GOAL OF THE EXERCISE:
Nothing in the records that follow should differ once you have copied them out.

GIVEN RECORDS:
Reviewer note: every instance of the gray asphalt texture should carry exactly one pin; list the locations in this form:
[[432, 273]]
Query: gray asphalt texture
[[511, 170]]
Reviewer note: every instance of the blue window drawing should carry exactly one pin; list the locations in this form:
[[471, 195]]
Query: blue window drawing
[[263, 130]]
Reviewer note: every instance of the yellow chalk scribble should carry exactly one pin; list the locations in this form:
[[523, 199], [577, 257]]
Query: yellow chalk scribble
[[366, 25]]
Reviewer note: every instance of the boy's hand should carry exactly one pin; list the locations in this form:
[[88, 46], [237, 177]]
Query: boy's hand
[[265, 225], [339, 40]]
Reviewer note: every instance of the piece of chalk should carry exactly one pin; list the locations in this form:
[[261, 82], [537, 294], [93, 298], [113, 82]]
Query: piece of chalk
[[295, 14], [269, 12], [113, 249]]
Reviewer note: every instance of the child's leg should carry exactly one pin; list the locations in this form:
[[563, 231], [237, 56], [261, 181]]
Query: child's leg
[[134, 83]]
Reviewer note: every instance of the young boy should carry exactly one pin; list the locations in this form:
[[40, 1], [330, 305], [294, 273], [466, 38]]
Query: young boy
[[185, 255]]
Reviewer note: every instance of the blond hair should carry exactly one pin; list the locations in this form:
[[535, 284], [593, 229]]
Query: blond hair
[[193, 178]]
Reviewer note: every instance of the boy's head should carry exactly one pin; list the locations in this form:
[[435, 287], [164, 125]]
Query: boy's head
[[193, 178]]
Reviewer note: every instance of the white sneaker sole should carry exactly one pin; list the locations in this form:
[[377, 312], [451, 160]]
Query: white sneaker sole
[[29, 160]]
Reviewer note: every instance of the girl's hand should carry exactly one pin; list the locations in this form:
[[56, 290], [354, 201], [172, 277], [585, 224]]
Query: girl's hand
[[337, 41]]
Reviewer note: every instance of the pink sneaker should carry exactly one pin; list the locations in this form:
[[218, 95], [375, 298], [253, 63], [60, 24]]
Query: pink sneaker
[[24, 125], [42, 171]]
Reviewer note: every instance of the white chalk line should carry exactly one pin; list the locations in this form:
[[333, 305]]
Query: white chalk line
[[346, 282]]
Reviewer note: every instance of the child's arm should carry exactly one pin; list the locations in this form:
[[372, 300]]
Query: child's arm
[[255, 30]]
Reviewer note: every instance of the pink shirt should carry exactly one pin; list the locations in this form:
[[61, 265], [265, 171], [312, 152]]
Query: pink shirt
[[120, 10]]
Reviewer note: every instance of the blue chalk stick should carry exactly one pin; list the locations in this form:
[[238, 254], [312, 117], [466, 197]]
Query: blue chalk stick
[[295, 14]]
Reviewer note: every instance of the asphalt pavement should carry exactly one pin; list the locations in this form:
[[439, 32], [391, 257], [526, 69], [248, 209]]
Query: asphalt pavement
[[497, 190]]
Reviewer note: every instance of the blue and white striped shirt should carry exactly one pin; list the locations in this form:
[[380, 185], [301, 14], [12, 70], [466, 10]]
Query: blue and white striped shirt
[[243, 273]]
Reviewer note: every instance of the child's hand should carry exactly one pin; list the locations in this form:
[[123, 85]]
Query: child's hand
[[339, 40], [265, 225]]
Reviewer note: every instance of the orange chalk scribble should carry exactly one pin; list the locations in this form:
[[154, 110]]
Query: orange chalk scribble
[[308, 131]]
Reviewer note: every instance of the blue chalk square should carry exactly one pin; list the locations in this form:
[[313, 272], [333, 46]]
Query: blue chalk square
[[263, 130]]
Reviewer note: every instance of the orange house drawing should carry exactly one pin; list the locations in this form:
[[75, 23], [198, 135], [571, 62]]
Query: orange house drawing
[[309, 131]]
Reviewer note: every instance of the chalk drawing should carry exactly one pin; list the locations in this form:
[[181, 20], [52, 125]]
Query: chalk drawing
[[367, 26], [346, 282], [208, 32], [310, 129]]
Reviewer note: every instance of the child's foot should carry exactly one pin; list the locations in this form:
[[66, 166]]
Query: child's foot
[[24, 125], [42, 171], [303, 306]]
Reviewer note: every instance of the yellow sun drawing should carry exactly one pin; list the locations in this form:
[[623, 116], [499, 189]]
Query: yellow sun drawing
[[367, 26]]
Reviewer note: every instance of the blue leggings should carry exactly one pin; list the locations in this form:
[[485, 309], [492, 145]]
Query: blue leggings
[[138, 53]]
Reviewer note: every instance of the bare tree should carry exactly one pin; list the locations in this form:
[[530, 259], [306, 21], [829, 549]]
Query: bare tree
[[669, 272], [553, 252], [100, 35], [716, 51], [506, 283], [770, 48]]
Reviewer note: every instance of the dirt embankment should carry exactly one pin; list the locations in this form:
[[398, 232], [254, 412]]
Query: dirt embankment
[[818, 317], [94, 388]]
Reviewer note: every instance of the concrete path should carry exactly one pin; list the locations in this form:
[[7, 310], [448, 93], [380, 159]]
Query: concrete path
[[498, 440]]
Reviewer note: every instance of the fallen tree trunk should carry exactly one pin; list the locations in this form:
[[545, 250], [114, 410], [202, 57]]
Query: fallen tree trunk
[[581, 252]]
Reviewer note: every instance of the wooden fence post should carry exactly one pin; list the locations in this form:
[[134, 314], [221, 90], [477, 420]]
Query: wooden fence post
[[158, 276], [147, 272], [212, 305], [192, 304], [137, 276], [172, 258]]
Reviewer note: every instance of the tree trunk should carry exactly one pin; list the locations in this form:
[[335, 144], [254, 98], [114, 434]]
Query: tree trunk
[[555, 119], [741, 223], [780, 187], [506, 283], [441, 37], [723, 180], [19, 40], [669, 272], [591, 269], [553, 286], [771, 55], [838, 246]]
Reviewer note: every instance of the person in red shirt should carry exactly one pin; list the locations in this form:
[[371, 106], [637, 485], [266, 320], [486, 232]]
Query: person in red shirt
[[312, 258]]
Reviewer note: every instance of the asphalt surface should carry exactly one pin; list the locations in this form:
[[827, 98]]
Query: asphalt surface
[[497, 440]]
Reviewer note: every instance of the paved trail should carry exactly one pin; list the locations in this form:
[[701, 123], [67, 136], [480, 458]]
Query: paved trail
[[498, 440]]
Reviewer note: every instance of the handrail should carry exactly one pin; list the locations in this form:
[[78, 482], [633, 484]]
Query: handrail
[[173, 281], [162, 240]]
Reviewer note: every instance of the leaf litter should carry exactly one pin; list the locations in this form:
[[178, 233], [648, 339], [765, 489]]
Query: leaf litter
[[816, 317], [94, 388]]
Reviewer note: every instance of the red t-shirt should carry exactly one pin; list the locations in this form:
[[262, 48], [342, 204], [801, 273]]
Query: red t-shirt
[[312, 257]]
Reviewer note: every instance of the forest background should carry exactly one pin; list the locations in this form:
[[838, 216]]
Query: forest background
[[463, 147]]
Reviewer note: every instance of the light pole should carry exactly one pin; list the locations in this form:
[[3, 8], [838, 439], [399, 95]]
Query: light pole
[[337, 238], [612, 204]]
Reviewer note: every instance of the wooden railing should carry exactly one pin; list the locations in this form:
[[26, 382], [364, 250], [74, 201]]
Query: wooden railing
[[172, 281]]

ANSWER SECTION:
Reviewer note: every instance of the gray asphalt texture should carry exactly one pin; list the locations in this form:
[[432, 273]]
Query: gray asphalt texture
[[511, 170]]
Reviewer note: every instance of the blue window drawing should carry exactly one pin; list the locations in this form:
[[471, 195]]
Query: blue window drawing
[[263, 130]]
Reviewer note: every instance of the yellow chalk scribble should carry exactly one pin; list the locations in this form:
[[523, 199], [577, 257]]
Query: yellow chalk scribble
[[366, 25]]
Reviewer note: every instance of the boy's hand should carry exactly one pin; list the locations in this form:
[[88, 46], [237, 177]]
Query: boy's hand
[[265, 225], [339, 40]]
Reviewer note: every instance of the piece of chalk should carry exactly one pin; list the locations in this form:
[[261, 82], [537, 294], [93, 298], [113, 82]]
Query: piece of chalk
[[295, 14], [269, 12], [113, 249]]
Reviewer note: every instance of the child's leg should carry exactly one pin; list the locations in this form:
[[563, 231], [237, 56], [261, 181]]
Query: child's leg
[[134, 83]]
Reviewer note: every instance of the young boy should carry exactly one pin; list the locations in this form:
[[40, 1], [330, 305], [294, 273], [466, 38]]
Query: young boy
[[185, 255]]
Reviewer note: every instance of the blond hair should carry exactly one pin; list the locations in this form:
[[535, 284], [593, 229]]
Query: blond hair
[[193, 178]]
Reviewer note: every instance of the boy's head should carry exactly one pin; list the locations in this form:
[[435, 287], [164, 125]]
Query: boy's head
[[193, 178]]
Reviewer note: every instance of the white sneaker sole should carry exactly one pin; list the locations in this form:
[[377, 312], [451, 160]]
Query: white sneaker sole
[[29, 160]]
Reviewer note: every instance of the girl's hand should carry exactly one pin; list the locations in this form:
[[56, 290], [354, 201], [172, 277], [585, 224]]
Query: girl's hand
[[337, 41]]
Reviewer note: every instance of the pink sneaker should carry exactly one pin; list the locations in this form:
[[218, 95], [375, 298], [253, 63], [60, 24]]
Query: pink sneaker
[[24, 125], [42, 171]]
Reviewer note: every instance of the white chalk line should carry exactly one pin; list the locations in this form:
[[333, 305]]
Query: white chalk line
[[346, 282]]
Reviewer note: every instance of the child's arm should carry exactly one pin; list the locations in this form:
[[372, 300]]
Query: child's arm
[[255, 30]]
Reviewer note: every instance of the pink shirt should carry exactly one pin; list the locations in this form:
[[61, 265], [265, 171], [312, 152]]
Query: pink shirt
[[120, 10]]
Reviewer note: every instance of the blue chalk stick should carry exactly one pin; list the locations in this form:
[[238, 254], [312, 117], [466, 197]]
Query: blue chalk stick
[[295, 14]]
Reviewer note: every instance of the asphalt pavement should carry exactly one pin; list the locations in this form:
[[439, 32], [391, 257], [526, 69], [248, 209]]
Query: asphalt pavement
[[497, 190]]
Reviewer note: every instance of the blue and white striped shirt should carry exactly one pin; list the locations in this form:
[[380, 185], [301, 14], [12, 70], [466, 10]]
Query: blue and white striped shirt
[[243, 273]]
Reviewer note: every instance of the child's hand should carry exactly one pin; list the locations in this form:
[[123, 85]]
Query: child's hand
[[339, 40], [265, 225]]
Reviewer note: every instance of the orange chalk scribble should carry exactly one pin; list the locations in this form:
[[154, 110]]
Query: orange chalk scribble
[[308, 131]]
Reviewer note: every instance of the blue chalk square should carry exactly one pin; list the locations in this form:
[[313, 272], [333, 46]]
Query: blue chalk square
[[263, 130]]
Reviewer note: every instance of the orange house drawing should carry exactly one pin; list the locations in this form:
[[75, 23], [198, 135], [571, 62]]
Query: orange house drawing
[[309, 131]]
Reviewer note: every instance of the chalk drawing should carry exactly one pin; list the locations in this form:
[[181, 20], [52, 125]]
Query: chalk drawing
[[367, 26], [346, 282], [208, 32], [310, 129]]
Reviewer note: every instance of the child's foot should carry exactly one pin; list the locations in this form:
[[66, 166]]
Query: child's foot
[[24, 125], [42, 171], [303, 306]]
Reviewer note: every instance of the yellow sun drawing should carry exactly one pin; list the locations in this form:
[[623, 116], [499, 189]]
Query: yellow sun drawing
[[367, 26]]
Reviewer note: every instance of the blue leggings should carry exactly one pin; list the locations in this form:
[[485, 309], [492, 145]]
Query: blue leggings
[[138, 53]]
Reviewer note: every instance of the bare tree should carry exactly one pin; list the locations in this form:
[[530, 259], [306, 21], [829, 549]]
Query: bare tree
[[669, 272], [553, 252], [100, 35], [716, 51], [506, 283], [770, 48]]
Reviewer note: every instance of the dirt embankment should carry exactly one pin; list the locations in this form:
[[398, 232], [254, 412]]
Query: dirt embankment
[[818, 317], [94, 388]]
Reviewer note: every instance of the concrete path should carry exactly one pin; list the locations in this form:
[[7, 310], [448, 93], [380, 159]]
Query: concrete path
[[498, 440]]
Reviewer note: every instance of the fallen tree trunk should carry exactly one pin; list the locations in this form:
[[545, 250], [114, 410], [202, 57]]
Query: fallen tree trunk
[[581, 252]]
Reviewer note: every instance of the wooden fence post should carry exactly one pin; list the locations in this form:
[[134, 314], [221, 90], [477, 420]]
Query: wooden fence post
[[158, 276], [147, 272], [212, 305], [192, 304], [137, 276], [172, 258]]
Reviewer note: every instance of the tree trunk should carry exactly one pin; list the locations in this form:
[[335, 144], [254, 98], [114, 434]]
Query: tree trunk
[[555, 119], [741, 223], [780, 187], [506, 283], [441, 37], [723, 180], [19, 40], [669, 272], [591, 269], [553, 286], [771, 55], [838, 246]]
Reviewer note: every instance of the person in red shirt should carry exactly one pin; list the locations in this form:
[[371, 106], [637, 485], [266, 320], [486, 232]]
Query: person in red shirt
[[312, 258]]
Reviewer note: every instance of the asphalt surface should carry exactly one pin; list the locations in this form:
[[827, 98]]
Query: asphalt surface
[[497, 440]]
Reviewer note: every instance of the paved trail should carry exactly one pin; list the locations in this form:
[[701, 123], [67, 136], [480, 458]]
Query: paved trail
[[498, 440]]
Reviewer note: every instance of the handrail should carry exactly one pin; list the locations in this form:
[[78, 482], [633, 484]]
Query: handrail
[[173, 281], [162, 240]]
Reviewer note: every instance of the leaf litter should carry exactly one pin; list the locations in this form:
[[178, 233], [648, 339], [765, 489]]
Query: leaf litter
[[816, 317], [94, 388]]
Reviewer note: every instance of the red t-shirt should carry exactly one pin; list the locations in this form:
[[262, 48], [342, 204], [801, 273]]
Query: red t-shirt
[[312, 257]]
Reviewer note: every instance of the forest background should carry exactly one pin; list the locations in this form:
[[838, 216]]
Query: forest background
[[463, 147]]
Reviewer note: every instance of the light pole should carry exactly one pin; list the locations in this form:
[[3, 8], [838, 439], [399, 95]]
Query: light pole
[[337, 238], [612, 204]]
Reviewer note: every instance of the wooden railing should carry exactly one pin; list the locations in this form:
[[26, 382], [364, 250], [74, 201]]
Query: wooden railing
[[172, 281]]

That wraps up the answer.